TEXTO:
+ + + + + + +

Sobre a greve da Saúde em Juazeiro do Norte e os horizontes da luta pelos mínimos direitos da classe trabalhadora em tempos de neoliberalismo e o bolsonarismo

Edson Xavier, de Juazeiro do Norte, CE

Já são dois anos de pandemia e três de Bolsonaro. Um período repleto de ataques do bolsonarismo e neoliberalismo em suas variadas cepas cuja combinação mortal tem colocado em xeque a sobrevivência de centenas de milhões. Tempo mais que suficiente para minar a influência obtida em 2018 quando o presidente foi eleito – o Brasil e os brasileiros de 2002 são outros. O bolsonarismo e o neoliberalismo seguem fazendo estrago, mas a esquerda voltou a ter audiência de massas. Desde que Lula teve seus direitos políticos restituídos, retornou à sua condição de favorito na eleição presidencial de outubro próximo. E todas as pesquisas recentes indicam que são fortes as possibilidades de uma vitória do Partido dos Trabalhadores ainda no primeiro turno. Com Lula como preferencia nacional e provável próximo presidente, a mídia empresarial, porta-voz de parcela mais poderosa da burguesia, se movimenta tentando apresentar uma “terceira via”. Até agora, tais tentativas têm fracassado. Na primeira pesquisa do ano, Bolsonaro é reprovado por 57% e seu governo por 61% dos brasileiros.

Houve uma inflexão, contudo, ainda não passamos para uma situação de ofensiva. Há muitas incertezas no seio da classe e dialeticamente também nas direções das nossas organizações. Não por acaso há na esquerda uma polêmica sobre Lula ter ou não um vice que sinalize para o mercado que um novo governo do PT vai manter a formula da conciliação de classes. Parte significativa dos quadros dirigentes de esquerda vacila ao avaliar que o andar de cima não vá permitir um terceiro mandato que ameace por abaixo todas as reformas estruturais realizadas pela classe dominante a partir da operação lava jato e do golpe. Tais incertezas tem feito a mão tremer.

+ + + + + + +

Registros de dados coletados:
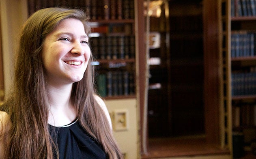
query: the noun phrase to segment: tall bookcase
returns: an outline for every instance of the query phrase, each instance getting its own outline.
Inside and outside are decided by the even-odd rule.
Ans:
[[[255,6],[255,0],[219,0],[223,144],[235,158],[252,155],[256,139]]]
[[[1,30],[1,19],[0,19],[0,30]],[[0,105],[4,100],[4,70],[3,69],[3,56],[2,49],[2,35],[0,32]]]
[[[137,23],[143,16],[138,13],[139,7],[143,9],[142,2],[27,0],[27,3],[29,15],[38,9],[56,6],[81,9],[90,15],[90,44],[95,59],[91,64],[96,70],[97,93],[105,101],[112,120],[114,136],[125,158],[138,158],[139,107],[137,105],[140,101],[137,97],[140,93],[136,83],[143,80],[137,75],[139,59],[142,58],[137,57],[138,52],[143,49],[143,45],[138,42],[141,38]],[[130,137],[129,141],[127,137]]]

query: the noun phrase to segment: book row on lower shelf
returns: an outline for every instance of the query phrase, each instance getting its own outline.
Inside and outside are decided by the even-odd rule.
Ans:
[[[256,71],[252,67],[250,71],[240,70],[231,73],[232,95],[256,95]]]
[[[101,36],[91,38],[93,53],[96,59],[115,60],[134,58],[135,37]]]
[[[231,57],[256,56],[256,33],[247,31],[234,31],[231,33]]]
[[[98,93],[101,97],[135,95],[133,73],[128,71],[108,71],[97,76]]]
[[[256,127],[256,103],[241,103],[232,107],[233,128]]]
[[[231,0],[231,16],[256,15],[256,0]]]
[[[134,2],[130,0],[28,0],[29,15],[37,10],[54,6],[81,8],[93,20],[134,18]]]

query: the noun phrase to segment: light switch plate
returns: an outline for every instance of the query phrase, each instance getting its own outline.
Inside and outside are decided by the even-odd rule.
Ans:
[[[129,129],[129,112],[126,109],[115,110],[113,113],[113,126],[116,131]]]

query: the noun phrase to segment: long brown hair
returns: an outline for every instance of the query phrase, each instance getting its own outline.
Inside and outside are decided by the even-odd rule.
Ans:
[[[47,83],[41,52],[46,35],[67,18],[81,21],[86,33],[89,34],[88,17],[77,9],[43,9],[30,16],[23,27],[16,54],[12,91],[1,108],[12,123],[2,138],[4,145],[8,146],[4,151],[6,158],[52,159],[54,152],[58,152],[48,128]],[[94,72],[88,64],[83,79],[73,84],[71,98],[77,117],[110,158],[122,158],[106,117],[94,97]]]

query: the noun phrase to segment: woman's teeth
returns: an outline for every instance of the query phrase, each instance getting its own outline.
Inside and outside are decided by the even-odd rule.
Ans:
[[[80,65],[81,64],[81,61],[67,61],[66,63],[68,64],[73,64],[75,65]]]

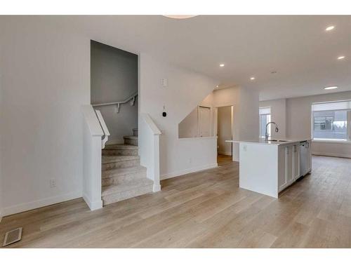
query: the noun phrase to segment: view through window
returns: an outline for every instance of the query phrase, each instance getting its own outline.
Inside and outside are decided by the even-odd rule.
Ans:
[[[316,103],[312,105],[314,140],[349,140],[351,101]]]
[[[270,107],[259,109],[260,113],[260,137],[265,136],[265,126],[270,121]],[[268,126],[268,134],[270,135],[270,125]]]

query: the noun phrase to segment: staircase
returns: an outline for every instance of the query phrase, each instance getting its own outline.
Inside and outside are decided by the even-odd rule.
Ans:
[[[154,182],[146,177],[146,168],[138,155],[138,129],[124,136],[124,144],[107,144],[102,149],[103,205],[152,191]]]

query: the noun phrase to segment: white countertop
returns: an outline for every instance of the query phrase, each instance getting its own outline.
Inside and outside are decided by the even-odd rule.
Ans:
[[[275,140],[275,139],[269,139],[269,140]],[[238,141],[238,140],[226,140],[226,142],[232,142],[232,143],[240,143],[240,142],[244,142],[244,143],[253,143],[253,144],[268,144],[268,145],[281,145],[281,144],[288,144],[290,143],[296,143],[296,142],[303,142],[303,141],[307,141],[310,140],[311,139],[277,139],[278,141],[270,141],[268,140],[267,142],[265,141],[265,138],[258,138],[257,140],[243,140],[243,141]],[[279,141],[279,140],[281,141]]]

+ + + + + + +

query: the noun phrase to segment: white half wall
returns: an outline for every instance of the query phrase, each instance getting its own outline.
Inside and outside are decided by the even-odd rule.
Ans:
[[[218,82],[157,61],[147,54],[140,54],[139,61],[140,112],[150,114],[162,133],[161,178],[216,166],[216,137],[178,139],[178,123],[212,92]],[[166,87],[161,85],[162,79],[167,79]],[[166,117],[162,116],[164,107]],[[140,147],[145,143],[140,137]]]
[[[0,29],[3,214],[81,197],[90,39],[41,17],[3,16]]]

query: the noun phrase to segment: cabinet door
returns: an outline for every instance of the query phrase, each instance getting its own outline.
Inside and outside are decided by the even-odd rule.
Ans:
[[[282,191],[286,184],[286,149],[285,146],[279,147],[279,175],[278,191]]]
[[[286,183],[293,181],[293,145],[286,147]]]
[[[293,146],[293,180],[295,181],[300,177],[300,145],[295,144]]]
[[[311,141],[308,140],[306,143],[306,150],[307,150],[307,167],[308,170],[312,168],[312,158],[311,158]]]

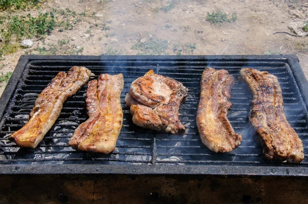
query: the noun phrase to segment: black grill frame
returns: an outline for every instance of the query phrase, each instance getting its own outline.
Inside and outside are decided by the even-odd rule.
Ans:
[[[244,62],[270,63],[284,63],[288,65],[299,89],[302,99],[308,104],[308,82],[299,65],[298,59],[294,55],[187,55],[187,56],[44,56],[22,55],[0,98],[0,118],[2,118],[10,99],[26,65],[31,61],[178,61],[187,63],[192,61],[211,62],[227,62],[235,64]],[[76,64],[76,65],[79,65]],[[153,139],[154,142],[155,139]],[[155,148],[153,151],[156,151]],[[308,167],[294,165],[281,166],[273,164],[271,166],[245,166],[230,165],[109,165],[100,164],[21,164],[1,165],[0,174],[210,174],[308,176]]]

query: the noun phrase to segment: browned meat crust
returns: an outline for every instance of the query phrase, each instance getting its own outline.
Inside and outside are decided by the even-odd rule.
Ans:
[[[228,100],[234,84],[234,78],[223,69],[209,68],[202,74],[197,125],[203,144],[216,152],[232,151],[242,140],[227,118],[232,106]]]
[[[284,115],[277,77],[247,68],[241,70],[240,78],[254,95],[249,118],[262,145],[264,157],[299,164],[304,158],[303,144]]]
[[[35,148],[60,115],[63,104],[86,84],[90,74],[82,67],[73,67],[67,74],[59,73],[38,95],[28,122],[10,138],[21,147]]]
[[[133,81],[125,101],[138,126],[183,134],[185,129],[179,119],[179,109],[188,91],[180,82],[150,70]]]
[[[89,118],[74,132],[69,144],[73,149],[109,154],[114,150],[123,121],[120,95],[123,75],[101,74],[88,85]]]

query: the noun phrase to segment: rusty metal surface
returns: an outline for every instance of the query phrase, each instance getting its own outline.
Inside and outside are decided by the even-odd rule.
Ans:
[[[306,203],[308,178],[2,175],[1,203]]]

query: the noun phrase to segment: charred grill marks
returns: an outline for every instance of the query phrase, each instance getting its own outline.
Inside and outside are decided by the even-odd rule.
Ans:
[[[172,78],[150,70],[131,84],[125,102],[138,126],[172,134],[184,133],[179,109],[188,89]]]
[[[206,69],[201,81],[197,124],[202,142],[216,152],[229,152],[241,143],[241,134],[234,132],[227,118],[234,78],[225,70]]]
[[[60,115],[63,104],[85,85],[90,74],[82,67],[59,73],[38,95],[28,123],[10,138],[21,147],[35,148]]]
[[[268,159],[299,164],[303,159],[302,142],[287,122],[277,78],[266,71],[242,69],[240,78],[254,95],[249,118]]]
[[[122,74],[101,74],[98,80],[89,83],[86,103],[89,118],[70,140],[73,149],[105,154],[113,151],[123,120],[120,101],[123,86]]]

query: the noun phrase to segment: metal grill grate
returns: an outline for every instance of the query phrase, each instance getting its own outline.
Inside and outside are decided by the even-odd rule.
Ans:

+ + + + + + +

TAREFA PROPOSTA:
Por favor, reproduza o trecho do texto entre "Houve uma inflexão, contudo, ainda" e "a mão tremer.", inclusive. Os registros não são necessários para esta atividade.

RESPOSTA DO EXERCÍCIO:
Houve uma inflexão, contudo, ainda não passamos para uma situação de ofensiva. Há muitas incertezas no seio da classe e dialeticamente também nas direções das nossas organizações. Não por acaso há na esquerda uma polêmica sobre Lula ter ou não um vice que sinalize para o mercado que um novo governo do PT vai manter a formula da conciliação de classes. Parte significativa dos quadros dirigentes de esquerda vacila ao avaliar que o andar de cima não vá permitir um terceiro mandato que ameace por abaixo todas as reformas estruturais realizadas pela classe dominante a partir da operação lava jato e do golpe. Tais incertezas tem feito a mão tremer.